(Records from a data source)
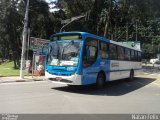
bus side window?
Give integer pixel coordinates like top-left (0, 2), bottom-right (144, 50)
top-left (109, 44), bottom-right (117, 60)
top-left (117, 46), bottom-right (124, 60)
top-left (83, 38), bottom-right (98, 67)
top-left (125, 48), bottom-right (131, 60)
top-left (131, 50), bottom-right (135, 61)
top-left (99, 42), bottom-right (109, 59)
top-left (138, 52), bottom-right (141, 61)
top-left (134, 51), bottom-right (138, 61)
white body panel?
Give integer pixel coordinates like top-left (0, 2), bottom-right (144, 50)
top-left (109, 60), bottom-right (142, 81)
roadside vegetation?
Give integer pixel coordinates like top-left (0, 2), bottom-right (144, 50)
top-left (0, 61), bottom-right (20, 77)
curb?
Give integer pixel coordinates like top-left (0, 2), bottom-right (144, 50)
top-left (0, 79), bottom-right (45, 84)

==

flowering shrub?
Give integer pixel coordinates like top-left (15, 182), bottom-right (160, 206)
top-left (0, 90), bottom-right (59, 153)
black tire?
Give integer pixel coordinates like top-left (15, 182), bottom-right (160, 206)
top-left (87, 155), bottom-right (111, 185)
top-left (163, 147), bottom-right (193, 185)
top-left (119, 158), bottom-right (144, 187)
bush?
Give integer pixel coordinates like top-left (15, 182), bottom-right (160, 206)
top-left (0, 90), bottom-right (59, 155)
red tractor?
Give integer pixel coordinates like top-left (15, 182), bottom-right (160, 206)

...

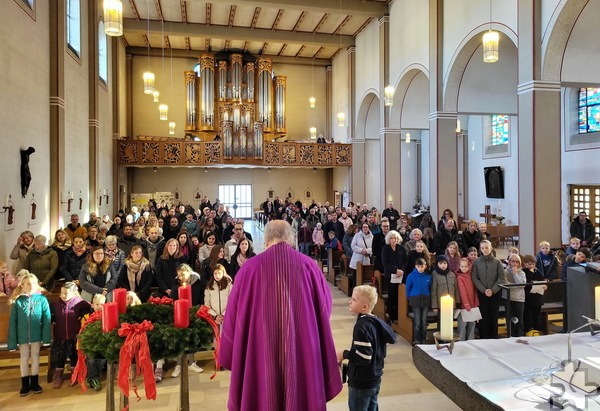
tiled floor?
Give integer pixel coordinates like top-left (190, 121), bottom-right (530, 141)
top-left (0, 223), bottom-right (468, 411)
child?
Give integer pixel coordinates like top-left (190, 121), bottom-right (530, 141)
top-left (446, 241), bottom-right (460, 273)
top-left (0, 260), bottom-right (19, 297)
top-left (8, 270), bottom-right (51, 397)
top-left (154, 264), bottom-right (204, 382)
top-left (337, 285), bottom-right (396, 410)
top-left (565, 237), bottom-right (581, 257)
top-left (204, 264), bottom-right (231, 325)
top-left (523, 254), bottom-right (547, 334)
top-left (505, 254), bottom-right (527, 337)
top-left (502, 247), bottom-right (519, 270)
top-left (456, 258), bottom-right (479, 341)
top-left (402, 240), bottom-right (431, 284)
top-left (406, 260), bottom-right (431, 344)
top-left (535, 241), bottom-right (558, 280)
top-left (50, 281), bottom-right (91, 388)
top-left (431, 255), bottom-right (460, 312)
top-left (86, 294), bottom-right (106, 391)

→ WHAT YOU ARE ASKED TO DO: Can you copy out the lines of the records above, everything from the line containing "white body panel?" down to the line containing "top-left (0, 79), bottom-right (45, 84)", with both of those lines included?

→ RESULT BELOW:
white body panel?
Give integer pixel coordinates like top-left (0, 2), bottom-right (144, 50)
top-left (109, 60), bottom-right (142, 81)
roadside vegetation?
Give integer pixel coordinates like top-left (0, 2), bottom-right (144, 50)
top-left (0, 61), bottom-right (20, 77)
curb?
Give integer pixel coordinates like top-left (0, 2), bottom-right (144, 50)
top-left (0, 79), bottom-right (45, 84)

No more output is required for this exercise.